[TASK GOAL] A faithful transcription of all the data is required.

[ENTRIES PROVIDED]
--------------------------------

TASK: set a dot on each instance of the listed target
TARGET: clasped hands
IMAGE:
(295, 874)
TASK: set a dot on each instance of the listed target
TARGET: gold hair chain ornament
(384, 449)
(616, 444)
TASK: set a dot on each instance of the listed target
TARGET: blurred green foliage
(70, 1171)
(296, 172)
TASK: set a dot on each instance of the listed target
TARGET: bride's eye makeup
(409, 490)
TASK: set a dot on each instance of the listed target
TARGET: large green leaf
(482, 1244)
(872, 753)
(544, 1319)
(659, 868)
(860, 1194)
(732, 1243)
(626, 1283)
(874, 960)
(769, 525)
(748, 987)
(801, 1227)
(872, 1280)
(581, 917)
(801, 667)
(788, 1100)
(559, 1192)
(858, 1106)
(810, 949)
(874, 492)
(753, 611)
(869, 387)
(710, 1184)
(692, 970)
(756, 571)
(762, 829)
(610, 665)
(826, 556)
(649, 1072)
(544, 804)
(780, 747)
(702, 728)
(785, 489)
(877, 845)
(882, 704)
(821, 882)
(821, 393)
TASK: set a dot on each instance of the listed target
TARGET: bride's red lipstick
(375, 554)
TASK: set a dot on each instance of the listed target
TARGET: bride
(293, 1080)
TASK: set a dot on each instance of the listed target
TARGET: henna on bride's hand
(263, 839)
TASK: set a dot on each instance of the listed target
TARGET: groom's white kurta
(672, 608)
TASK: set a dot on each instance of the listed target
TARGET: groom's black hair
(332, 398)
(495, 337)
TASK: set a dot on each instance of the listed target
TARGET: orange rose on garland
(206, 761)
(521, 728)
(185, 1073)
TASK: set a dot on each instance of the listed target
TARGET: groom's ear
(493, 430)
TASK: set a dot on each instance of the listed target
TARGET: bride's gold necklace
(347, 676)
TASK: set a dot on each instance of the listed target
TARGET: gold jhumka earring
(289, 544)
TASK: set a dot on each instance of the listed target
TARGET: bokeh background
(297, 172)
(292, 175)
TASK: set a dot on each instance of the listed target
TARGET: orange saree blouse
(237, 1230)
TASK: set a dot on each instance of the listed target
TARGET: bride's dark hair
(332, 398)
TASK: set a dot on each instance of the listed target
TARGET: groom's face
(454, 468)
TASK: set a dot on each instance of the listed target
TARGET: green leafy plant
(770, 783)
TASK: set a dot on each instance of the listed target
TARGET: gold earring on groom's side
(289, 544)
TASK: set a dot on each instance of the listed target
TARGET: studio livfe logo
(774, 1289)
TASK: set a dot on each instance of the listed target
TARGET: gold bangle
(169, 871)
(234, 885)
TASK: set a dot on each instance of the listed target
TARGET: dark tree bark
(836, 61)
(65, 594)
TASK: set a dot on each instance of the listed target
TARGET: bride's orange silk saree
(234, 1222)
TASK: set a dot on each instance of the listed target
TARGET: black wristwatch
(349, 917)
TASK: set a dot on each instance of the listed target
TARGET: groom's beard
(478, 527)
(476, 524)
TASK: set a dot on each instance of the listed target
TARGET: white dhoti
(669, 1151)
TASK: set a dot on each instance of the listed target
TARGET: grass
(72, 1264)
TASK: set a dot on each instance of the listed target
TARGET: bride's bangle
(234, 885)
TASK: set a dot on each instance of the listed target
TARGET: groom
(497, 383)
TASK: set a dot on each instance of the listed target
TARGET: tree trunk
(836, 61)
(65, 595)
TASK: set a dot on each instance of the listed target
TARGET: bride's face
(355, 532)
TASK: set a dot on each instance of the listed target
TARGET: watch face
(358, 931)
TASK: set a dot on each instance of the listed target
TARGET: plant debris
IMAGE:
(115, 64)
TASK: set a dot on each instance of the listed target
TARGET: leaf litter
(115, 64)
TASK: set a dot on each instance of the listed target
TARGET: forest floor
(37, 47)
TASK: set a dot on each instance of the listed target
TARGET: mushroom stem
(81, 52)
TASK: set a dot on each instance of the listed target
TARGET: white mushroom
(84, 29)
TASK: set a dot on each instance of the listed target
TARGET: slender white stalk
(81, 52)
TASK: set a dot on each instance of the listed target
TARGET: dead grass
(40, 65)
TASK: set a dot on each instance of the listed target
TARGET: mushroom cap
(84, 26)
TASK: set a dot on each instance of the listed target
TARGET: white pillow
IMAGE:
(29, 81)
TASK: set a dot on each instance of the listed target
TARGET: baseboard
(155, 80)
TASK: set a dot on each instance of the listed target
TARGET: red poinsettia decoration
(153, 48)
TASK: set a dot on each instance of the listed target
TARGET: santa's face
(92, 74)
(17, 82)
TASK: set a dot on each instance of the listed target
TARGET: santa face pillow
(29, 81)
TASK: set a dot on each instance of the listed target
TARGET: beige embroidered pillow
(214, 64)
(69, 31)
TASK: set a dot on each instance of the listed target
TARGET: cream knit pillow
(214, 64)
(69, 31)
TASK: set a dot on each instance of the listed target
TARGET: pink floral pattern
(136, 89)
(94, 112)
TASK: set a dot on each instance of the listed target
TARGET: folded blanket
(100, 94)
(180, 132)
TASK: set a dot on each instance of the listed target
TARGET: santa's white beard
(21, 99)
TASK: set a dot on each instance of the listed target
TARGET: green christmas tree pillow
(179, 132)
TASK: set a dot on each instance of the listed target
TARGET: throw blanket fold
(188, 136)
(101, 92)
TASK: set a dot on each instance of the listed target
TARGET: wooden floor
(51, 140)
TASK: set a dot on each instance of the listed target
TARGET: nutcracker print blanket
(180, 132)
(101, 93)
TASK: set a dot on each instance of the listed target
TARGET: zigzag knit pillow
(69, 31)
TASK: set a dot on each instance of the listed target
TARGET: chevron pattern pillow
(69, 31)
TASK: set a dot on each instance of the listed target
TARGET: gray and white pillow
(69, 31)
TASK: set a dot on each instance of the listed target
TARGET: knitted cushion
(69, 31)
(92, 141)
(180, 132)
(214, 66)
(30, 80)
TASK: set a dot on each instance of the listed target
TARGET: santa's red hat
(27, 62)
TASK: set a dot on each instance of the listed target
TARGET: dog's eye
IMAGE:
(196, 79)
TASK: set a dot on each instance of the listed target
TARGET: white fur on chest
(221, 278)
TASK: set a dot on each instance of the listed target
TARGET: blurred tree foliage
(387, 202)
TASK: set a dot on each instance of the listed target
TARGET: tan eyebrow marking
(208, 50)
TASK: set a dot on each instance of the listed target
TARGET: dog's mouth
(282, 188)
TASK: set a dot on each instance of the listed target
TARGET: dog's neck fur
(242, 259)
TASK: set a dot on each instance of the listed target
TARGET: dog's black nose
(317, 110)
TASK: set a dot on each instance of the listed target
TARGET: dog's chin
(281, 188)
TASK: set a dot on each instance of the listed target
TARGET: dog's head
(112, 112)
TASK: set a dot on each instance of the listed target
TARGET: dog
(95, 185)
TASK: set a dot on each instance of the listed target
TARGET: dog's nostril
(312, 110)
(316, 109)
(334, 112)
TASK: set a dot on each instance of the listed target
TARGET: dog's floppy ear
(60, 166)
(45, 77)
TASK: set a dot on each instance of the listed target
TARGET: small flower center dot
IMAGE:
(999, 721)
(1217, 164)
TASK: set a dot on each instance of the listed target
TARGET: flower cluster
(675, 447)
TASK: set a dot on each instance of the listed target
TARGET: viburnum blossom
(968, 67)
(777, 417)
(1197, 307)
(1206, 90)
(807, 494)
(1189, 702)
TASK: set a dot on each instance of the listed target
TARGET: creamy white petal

--------------------------------

[OUTPUT FOR THIS EXERCISE]
TASK: set a dot on each instance of the listed target
TARGET: clasped hands
IMAGE:
(295, 874)
TASK: set a dot on each instance of the listed target
TARGET: gold hair chain ornament
(384, 449)
(616, 444)
TASK: set a dot on each instance of the listed target
TARGET: blurred green foliage
(70, 1171)
(296, 172)
TASK: set a dot on each instance of the listed target
TARGET: bride's eye makeup
(409, 490)
TASK: set a dot on each instance of the listed target
TARGET: large green leaf
(482, 1244)
(872, 753)
(544, 1319)
(659, 868)
(860, 1194)
(732, 1243)
(626, 1283)
(874, 960)
(769, 525)
(748, 987)
(801, 1227)
(872, 1280)
(581, 917)
(801, 667)
(788, 1100)
(559, 1192)
(858, 1106)
(810, 949)
(874, 492)
(753, 611)
(869, 387)
(710, 1184)
(692, 970)
(756, 571)
(762, 829)
(610, 665)
(826, 556)
(649, 1072)
(544, 804)
(780, 747)
(702, 728)
(785, 489)
(877, 845)
(882, 704)
(821, 882)
(821, 393)
TASK: set a dot on each instance of the listed target
TARGET: bride's red lipstick
(375, 554)
TASK: set a dot on each instance of the listed target
TARGET: bride
(293, 1080)
TASK: set a dot on each instance of the listed target
TARGET: henna on bride's hand
(263, 839)
TASK: set a dot on each instance of the listed target
TARGET: groom's white kurta
(672, 608)
TASK: set a dot on each instance of the listed target
TARGET: groom's black hair
(332, 398)
(495, 337)
TASK: set a dot on each instance of the listed target
TARGET: orange rose on garland
(206, 761)
(521, 728)
(185, 1073)
TASK: set a dot on each instance of the listed target
TARGET: groom's ear
(493, 430)
TASK: set a dot on each instance of the listed target
TARGET: bride's gold necklace
(347, 676)
TASK: set a dot on each instance of the listed target
TARGET: gold jhumka earring
(289, 544)
TASK: set a dot on each instance of the listed target
TARGET: bokeh background
(297, 172)
(292, 175)
TASK: set a dot on each instance of the listed target
TARGET: orange saree blouse
(237, 1230)
TASK: set a dot on each instance of the listed target
TARGET: bride's dark hair
(332, 398)
TASK: set a dot on each instance of the listed target
TARGET: groom's face
(454, 468)
TASK: set a dot on each instance of the listed target
TARGET: green leafy plant
(770, 783)
TASK: set a dot on each instance of the listed target
TARGET: gold earring on groom's side
(289, 544)
TASK: set a dot on each instance of the listed target
TARGET: studio livfe logo
(774, 1289)
TASK: set a dot on each instance of the listed target
TARGET: gold bangle
(169, 871)
(234, 885)
TASK: set a dot on each instance of the listed target
TARGET: dark tree bark
(836, 61)
(65, 594)
TASK: set a dot on each instance of the listed target
TARGET: bride's orange silk saree
(234, 1222)
TASK: set a dot on each instance of the listed target
TARGET: black wristwatch
(349, 917)
TASK: set a dot on each instance of the listed target
TARGET: groom's beard
(478, 527)
(476, 524)
TASK: set a dot on each instance of the listed target
TARGET: white dhoti
(669, 1151)
TASK: set a dot on each instance of the listed target
TARGET: grass
(72, 1264)
TASK: set a dot on each instance of the listed target
TARGET: bride's bangle
(234, 885)
TASK: set a dot on each instance of the listed target
TARGET: groom
(497, 383)
TASK: set a dot on each instance of the listed target
TARGET: tree trunk
(836, 61)
(65, 595)
TASK: set a dot on each instance of the listed target
TARGET: bride's face
(355, 532)
TASK: set a dot on each instance of the listed target
TARGET: watch face
(358, 931)
TASK: set a dot on each instance of the listed target
TARGET: plant debris
IMAGE:
(115, 64)
TASK: set a dot on each instance of the listed target
TARGET: leaf litter
(115, 64)
TASK: set a dot on each instance of the listed target
TARGET: forest floor
(37, 47)
TASK: set a dot on each instance of the listed target
TARGET: mushroom stem
(81, 52)
TASK: set a dot on each instance of the listed target
TARGET: white mushroom
(84, 29)
TASK: set a dot on each instance of the listed target
TARGET: slender white stalk
(81, 52)
TASK: set a dot on each instance of the listed target
TARGET: dead grass
(40, 65)
TASK: set a dot on each instance of the listed target
TARGET: mushroom cap
(84, 26)
TASK: set a dot on each instance of the listed target
TARGET: white pillow
IMAGE:
(29, 81)
TASK: set a dot on each instance of the listed target
TARGET: baseboard
(155, 80)
TASK: set a dot on each instance of the listed target
TARGET: red poinsettia decoration
(153, 48)
TASK: set a dot on each instance of the listed target
TARGET: santa's face
(92, 74)
(17, 82)
TASK: set a dot on each instance of the listed target
TARGET: santa face pillow
(29, 81)
TASK: set a dot on each instance of the listed target
TARGET: beige embroidered pillow
(214, 64)
(69, 31)
TASK: set a dot on each instance of the listed target
TARGET: cream knit pillow
(214, 64)
(69, 31)
TASK: set a dot on each instance of the listed target
TARGET: pink floral pattern
(136, 89)
(94, 112)
TASK: set a dot on each instance of the listed target
TARGET: folded blanket
(100, 94)
(180, 132)
TASK: set a dot on each instance of the listed target
TARGET: santa's white beard
(21, 99)
TASK: set a dot on each instance of the listed target
TARGET: green christmas tree pillow
(179, 132)
TASK: set a dot on each instance of the listed target
TARGET: throw blanket fold
(188, 136)
(101, 92)
TASK: set a dot on each instance of the listed target
TARGET: wooden floor
(51, 140)
TASK: set a dot on each instance of the listed target
TARGET: nutcracker print blanket
(180, 132)
(101, 93)
TASK: set a dot on each instance of the listed target
TARGET: zigzag knit pillow
(69, 31)
TASK: set a dot on each instance of the listed target
TARGET: chevron pattern pillow
(69, 31)
TASK: set a dot on each instance of the listed target
TARGET: gray and white pillow
(69, 31)
TASK: set a dot on each instance of the listed target
TARGET: knitted cushion
(69, 31)
(92, 141)
(180, 132)
(214, 66)
(30, 80)
TASK: set a dot on each instance of the listed target
TARGET: santa's red hat
(27, 62)
TASK: set a dot on each instance of the listed target
TARGET: dog's eye
IMAGE:
(196, 79)
TASK: set a dot on each instance of the listed target
TARGET: white fur on chest
(221, 278)
TASK: set a dot on each instance of the listed target
TARGET: blurred tree foliage
(387, 202)
TASK: set a dot on each instance of the listed target
TARGET: tan eyebrow marking
(208, 50)
TASK: set a dot on each instance of the listed target
TARGET: dog's mouth
(282, 188)
TASK: set a dot on each instance of the listed target
TARGET: dog's neck fur
(242, 259)
TASK: set a dot on each instance of the listed target
TARGET: dog's black nose
(317, 110)
TASK: set a dot on each instance of the listed target
TARGET: dog's chin
(281, 188)
TASK: set a dot on each instance of the listed target
TARGET: dog's head
(112, 112)
TASK: set a dot on each instance of the listed target
TARGET: dog
(95, 185)
TASK: set a dot on each instance of the listed target
TARGET: dog's nostril
(312, 110)
(316, 109)
(334, 112)
TASK: set a dot on each instance of the listed target
TARGET: dog's floppy ear
(60, 166)
(45, 77)
TASK: set a dot on each instance of the listed target
TARGET: small flower center dot
IMAGE:
(999, 721)
(1217, 164)
TASK: set a dot on each instance of the listed target
TARGET: flower cluster
(675, 447)
TASK: set a dot on each instance of the listed target
TARGET: viburnum blossom
(968, 67)
(777, 417)
(1197, 307)
(1206, 90)
(807, 494)
(1189, 702)
TASK: set a dot on each instance of the listed target
TARGET: creamy white petal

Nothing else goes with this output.